*What you need to do:*
Write the lines below as a JSON list of strings with one string per line, skipping blank lines and leaving out the pictures.

*Supplied data:*

+-------+

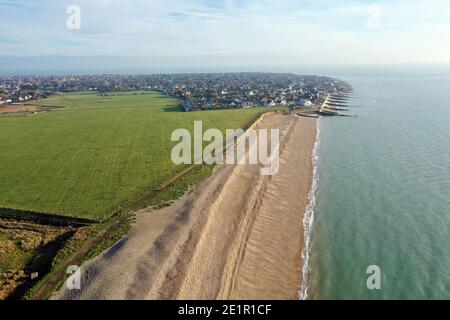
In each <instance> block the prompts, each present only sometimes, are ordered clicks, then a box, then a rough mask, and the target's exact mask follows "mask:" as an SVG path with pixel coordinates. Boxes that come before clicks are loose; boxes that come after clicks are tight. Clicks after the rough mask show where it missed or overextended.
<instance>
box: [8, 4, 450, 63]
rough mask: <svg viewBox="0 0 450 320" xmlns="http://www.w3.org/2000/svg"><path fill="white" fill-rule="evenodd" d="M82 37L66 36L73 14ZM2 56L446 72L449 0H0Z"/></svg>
mask: <svg viewBox="0 0 450 320" xmlns="http://www.w3.org/2000/svg"><path fill="white" fill-rule="evenodd" d="M72 4H75V5H78V6H79V7H80V9H81V29H80V30H69V29H68V28H67V27H66V20H67V18H68V14H67V13H66V10H67V7H68V6H69V5H72ZM0 12H1V16H2V18H1V22H0V56H3V57H19V56H68V57H70V56H76V57H80V56H81V57H88V56H97V57H136V59H146V61H148V65H152V61H154V64H158V65H163V64H171V63H174V62H176V64H178V65H180V66H182V65H186V66H187V65H195V64H196V65H202V64H204V65H209V66H215V65H217V66H231V65H239V66H245V65H268V64H270V65H280V66H283V65H286V66H287V65H305V64H342V65H346V64H413V63H420V64H428V63H434V64H438V63H450V1H447V0H409V1H407V0H397V1H386V0H380V1H363V0H359V1H358V0H354V1H352V0H329V1H325V0H70V1H66V0H34V1H33V0H0Z"/></svg>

+-------+

*Solution for this task:*
[
  "In each <instance> block the prompts, each present only sometimes, are ordered clicks, then a box, then a rough mask, and the target's exact mask follows \"mask:\" as an SVG path with pixel coordinates. Boxes that come before clicks are loose; boxes that come after clicks are tight. Clicks after the rough mask show where it missed or overextended.",
  "<instance>",
  "box: [8, 4, 450, 63]",
  "rough mask: <svg viewBox=\"0 0 450 320\" xmlns=\"http://www.w3.org/2000/svg\"><path fill=\"white\" fill-rule=\"evenodd\" d=\"M82 37L66 36L73 14ZM2 56L446 72L449 0H0Z\"/></svg>",
  "mask: <svg viewBox=\"0 0 450 320\" xmlns=\"http://www.w3.org/2000/svg\"><path fill=\"white\" fill-rule=\"evenodd\" d=\"M72 4H75V5H78V6H79V7H80V9H81V29H80V30H69V29H68V28H67V27H66V20H67V18H68V14H67V13H66V10H67V7H68V6H69V5H72ZM0 12H1V16H2V18H1V22H0V56H3V57H19V56H68V57H70V56H76V57H80V56H81V57H88V56H97V57H136V59H146V61H148V65H152V61H154V64H158V65H163V64H171V63H174V62H176V64H178V65H180V66H182V65H186V66H187V65H195V64H196V65H202V64H204V65H209V66H215V65H217V66H231V65H239V66H245V65H268V64H270V65H280V66H283V65H286V66H287V65H305V64H342V65H346V64H413V63H420V64H428V63H434V64H438V63H450V1H447V0H409V1H407V0H397V1H386V0H380V1H363V0H359V1H358V0H354V1H352V0H329V1H325V0H70V1H66V0H34V1H33V0H0Z\"/></svg>"
]